START Data extracts
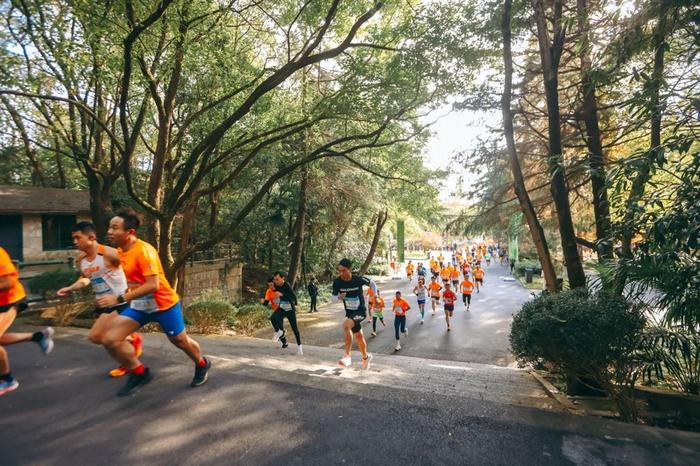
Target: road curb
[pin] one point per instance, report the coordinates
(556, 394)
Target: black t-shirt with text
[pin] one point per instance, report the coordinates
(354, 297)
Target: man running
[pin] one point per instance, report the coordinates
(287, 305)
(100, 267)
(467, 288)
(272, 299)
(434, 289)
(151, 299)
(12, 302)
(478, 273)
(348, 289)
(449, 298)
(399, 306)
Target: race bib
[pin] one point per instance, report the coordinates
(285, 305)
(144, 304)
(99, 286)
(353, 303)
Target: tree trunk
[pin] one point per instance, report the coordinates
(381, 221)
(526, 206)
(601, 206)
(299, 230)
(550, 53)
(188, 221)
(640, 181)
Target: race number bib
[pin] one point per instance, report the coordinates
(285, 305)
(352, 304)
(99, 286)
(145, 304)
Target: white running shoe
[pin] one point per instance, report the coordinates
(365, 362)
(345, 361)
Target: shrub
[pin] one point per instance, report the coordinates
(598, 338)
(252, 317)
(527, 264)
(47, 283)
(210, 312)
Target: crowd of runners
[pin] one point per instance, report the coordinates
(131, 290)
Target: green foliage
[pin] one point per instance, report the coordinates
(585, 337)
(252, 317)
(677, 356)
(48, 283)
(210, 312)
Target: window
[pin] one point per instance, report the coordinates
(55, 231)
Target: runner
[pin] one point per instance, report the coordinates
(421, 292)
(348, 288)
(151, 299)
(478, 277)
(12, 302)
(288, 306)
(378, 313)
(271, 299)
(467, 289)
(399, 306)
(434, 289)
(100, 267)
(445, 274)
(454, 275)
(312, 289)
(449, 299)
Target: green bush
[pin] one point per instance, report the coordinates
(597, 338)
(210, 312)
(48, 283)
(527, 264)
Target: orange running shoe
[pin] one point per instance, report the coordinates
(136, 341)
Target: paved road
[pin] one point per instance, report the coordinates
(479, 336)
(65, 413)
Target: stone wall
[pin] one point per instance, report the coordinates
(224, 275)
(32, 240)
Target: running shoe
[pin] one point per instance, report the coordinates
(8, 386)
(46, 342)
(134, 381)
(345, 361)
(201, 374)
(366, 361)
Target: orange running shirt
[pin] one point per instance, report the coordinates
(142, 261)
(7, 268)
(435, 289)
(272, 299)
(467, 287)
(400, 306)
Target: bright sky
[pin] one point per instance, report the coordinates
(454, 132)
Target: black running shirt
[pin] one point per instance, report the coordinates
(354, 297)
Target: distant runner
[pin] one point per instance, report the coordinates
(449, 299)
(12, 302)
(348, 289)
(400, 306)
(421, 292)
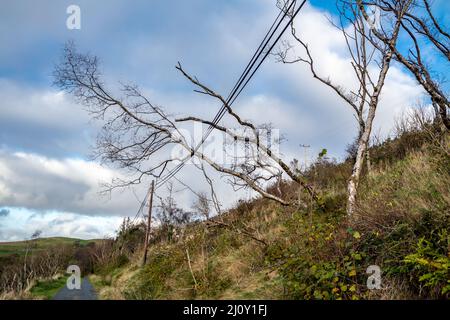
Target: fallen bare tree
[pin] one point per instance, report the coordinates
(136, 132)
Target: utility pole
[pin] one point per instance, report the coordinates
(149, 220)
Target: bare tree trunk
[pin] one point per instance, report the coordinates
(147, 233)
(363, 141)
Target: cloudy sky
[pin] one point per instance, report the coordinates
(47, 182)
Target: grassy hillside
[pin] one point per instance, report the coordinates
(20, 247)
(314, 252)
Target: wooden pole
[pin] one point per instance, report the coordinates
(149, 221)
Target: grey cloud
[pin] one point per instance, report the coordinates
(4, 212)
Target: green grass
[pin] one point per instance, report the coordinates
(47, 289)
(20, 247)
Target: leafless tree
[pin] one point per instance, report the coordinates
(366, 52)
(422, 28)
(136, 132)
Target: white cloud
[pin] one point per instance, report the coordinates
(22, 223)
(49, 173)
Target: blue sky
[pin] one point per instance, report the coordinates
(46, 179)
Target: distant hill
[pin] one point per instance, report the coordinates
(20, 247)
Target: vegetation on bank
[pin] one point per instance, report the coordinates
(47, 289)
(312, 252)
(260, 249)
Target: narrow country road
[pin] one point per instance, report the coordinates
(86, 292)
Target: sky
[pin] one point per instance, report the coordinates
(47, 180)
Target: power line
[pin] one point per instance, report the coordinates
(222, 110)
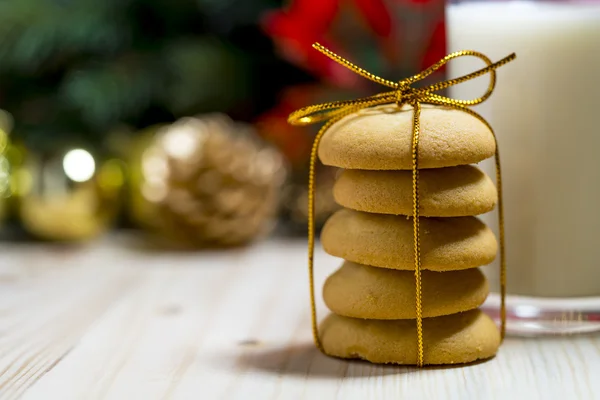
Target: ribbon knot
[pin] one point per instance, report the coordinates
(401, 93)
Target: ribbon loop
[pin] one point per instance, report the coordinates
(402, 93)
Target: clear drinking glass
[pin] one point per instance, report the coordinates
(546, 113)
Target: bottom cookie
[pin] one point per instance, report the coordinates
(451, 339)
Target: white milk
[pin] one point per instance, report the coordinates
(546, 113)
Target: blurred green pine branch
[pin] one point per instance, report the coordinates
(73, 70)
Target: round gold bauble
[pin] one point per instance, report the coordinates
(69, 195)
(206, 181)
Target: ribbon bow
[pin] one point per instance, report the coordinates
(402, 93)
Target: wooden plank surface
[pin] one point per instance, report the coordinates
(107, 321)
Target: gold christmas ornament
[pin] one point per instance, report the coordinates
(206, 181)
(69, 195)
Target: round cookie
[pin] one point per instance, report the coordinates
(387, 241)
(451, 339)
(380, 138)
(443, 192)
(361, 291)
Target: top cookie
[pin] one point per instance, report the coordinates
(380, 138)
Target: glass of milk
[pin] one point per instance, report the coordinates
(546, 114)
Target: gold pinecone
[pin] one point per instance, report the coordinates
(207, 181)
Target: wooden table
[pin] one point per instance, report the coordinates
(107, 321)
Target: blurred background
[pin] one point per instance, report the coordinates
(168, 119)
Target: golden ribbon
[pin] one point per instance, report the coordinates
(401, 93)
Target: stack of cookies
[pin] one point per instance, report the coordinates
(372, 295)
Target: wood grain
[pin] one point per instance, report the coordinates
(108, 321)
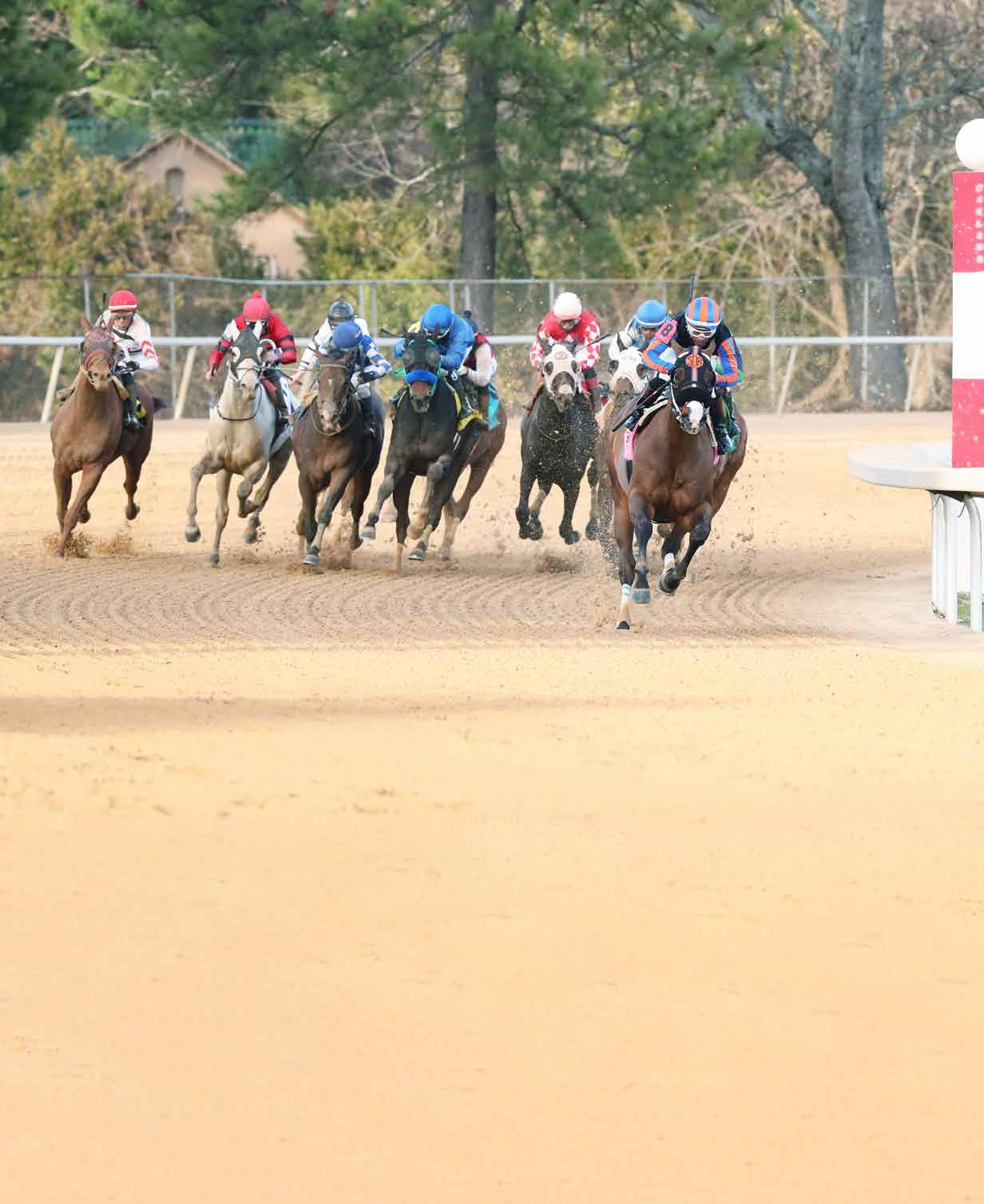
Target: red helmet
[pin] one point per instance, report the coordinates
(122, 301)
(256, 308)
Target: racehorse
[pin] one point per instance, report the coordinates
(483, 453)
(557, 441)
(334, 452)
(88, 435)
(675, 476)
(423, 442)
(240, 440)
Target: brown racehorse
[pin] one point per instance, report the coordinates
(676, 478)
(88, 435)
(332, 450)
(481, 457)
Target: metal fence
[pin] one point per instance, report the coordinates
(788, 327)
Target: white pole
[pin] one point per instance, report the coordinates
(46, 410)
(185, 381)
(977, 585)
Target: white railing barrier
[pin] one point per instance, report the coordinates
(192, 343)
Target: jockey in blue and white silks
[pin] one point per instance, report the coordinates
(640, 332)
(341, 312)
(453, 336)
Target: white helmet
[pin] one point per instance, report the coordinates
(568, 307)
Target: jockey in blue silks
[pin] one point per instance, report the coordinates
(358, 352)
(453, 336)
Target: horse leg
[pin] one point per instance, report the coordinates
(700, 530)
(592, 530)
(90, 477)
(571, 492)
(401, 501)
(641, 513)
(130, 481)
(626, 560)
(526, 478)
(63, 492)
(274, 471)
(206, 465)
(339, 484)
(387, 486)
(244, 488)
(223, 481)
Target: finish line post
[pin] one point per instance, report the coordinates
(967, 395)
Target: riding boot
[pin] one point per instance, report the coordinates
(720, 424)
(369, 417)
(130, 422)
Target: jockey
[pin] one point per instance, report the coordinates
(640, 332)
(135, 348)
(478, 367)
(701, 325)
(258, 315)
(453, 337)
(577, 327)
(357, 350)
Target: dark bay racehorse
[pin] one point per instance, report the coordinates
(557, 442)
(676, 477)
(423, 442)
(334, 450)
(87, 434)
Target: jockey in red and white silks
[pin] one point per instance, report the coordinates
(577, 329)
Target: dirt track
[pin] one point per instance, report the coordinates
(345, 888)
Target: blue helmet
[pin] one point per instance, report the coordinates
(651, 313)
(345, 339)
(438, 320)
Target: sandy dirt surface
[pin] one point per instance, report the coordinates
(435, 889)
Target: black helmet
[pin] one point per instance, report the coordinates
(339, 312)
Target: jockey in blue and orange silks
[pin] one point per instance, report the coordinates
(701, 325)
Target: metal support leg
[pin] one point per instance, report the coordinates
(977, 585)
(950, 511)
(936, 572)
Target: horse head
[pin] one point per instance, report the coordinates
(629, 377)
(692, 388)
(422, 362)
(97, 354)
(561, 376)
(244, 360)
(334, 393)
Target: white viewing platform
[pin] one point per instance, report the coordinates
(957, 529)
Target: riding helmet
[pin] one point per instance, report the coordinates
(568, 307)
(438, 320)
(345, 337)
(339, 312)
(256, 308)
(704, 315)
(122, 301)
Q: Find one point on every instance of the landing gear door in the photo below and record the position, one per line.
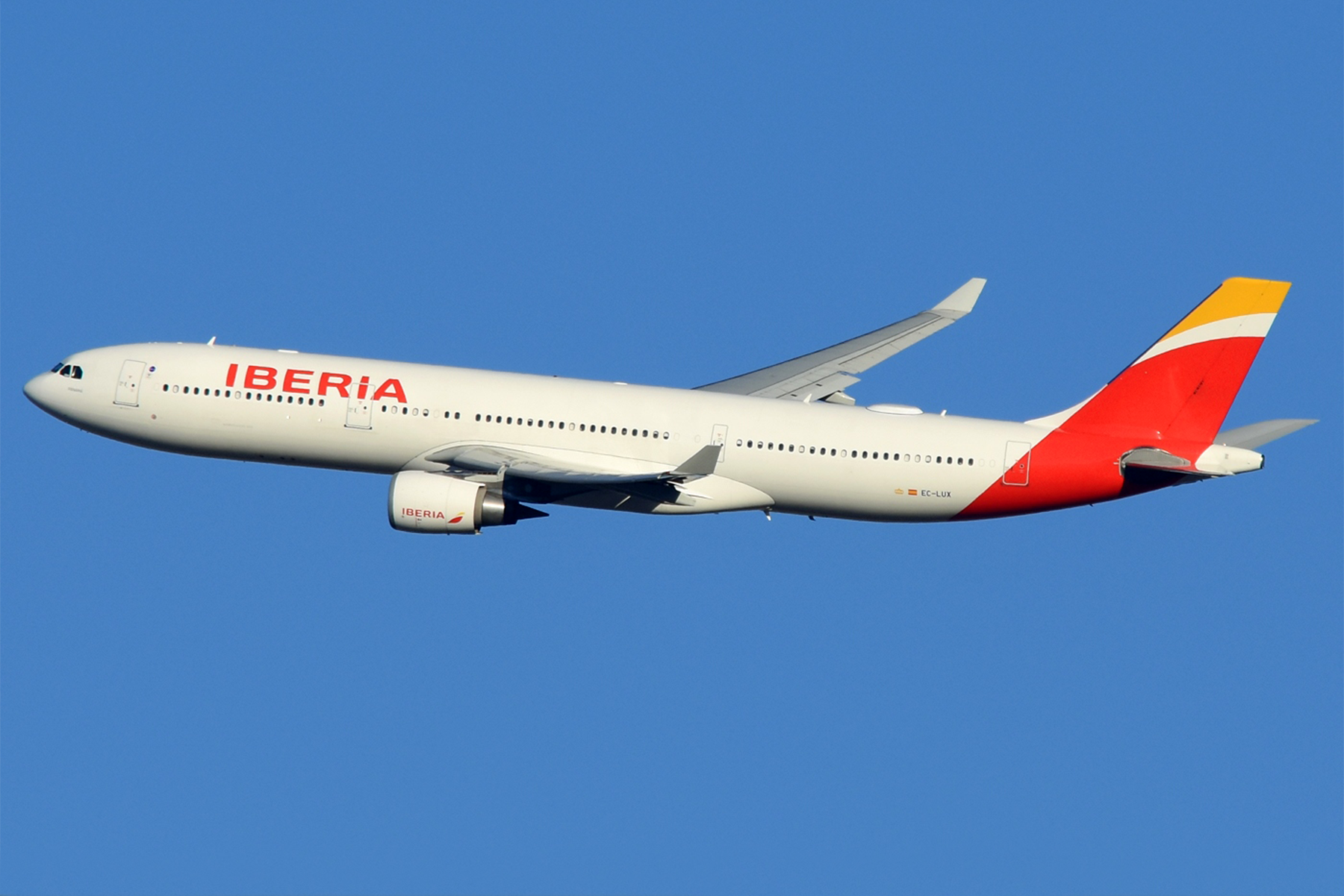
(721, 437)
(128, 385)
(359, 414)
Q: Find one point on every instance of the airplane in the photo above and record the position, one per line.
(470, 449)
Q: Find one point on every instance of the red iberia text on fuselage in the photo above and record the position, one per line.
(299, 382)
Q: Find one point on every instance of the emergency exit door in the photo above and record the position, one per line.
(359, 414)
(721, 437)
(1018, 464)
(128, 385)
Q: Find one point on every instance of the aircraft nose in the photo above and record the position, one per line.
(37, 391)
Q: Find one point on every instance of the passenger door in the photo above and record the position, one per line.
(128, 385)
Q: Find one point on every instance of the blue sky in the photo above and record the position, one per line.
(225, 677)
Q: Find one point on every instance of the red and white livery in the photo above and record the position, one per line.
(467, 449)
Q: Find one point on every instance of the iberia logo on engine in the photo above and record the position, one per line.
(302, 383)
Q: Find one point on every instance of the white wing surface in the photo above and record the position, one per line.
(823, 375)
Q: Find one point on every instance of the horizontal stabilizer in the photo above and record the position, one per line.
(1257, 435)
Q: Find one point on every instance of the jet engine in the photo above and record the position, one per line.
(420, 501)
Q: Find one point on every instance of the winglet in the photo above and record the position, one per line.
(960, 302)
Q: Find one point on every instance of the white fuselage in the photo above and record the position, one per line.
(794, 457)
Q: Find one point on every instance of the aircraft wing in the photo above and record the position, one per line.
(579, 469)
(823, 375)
END Data extracts
• Task details:
All that is wanted is each line, word for word, from the first line of the data to the one holding "Target: orange running shoe", with the pictures left out.

• Response for this exercise:
Target: road curb
[pin] one point per instance, report the coordinates
(556, 394)
Target: black t-shirt with text
[pin] one point per instance, report the coordinates
(354, 297)
Target: man running
[pin] one point per instance, report the coordinates
(287, 305)
(100, 267)
(467, 288)
(272, 299)
(434, 289)
(151, 299)
(12, 302)
(478, 273)
(348, 289)
(449, 298)
(399, 306)
Target: race bib
[pin] one point per instance, report the coordinates
(285, 305)
(144, 304)
(99, 286)
(353, 303)
Target: tree trunk
[pin] one point per instance, report the coordinates
(381, 221)
(526, 206)
(601, 206)
(299, 230)
(550, 53)
(188, 221)
(640, 181)
Target: race number bib
[pin] one point per instance, report the coordinates
(285, 305)
(352, 304)
(99, 286)
(145, 304)
Target: white running shoe
[pin] one point per instance, report the coordinates
(365, 362)
(345, 361)
Target: shrub
[pin] one point per instance, report the coordinates
(598, 338)
(252, 317)
(527, 264)
(47, 283)
(210, 312)
Target: crowd of runners
[pin] one point per instance, report the coordinates
(131, 290)
Target: green foliage
[pin] one point per instance, report the coordinates
(585, 337)
(252, 317)
(677, 356)
(48, 283)
(210, 312)
Target: window
[pin] one point per instance, report the coordinates
(55, 231)
Target: runner
[pin] one point per instance, report the coordinates
(421, 292)
(348, 288)
(151, 299)
(478, 277)
(12, 302)
(288, 306)
(378, 313)
(271, 299)
(467, 289)
(399, 306)
(434, 289)
(100, 267)
(445, 274)
(454, 275)
(312, 289)
(449, 299)
Target: green bush
[pin] one point per instance, report the coordinates
(597, 338)
(210, 312)
(48, 283)
(527, 264)
Target: orange running shoe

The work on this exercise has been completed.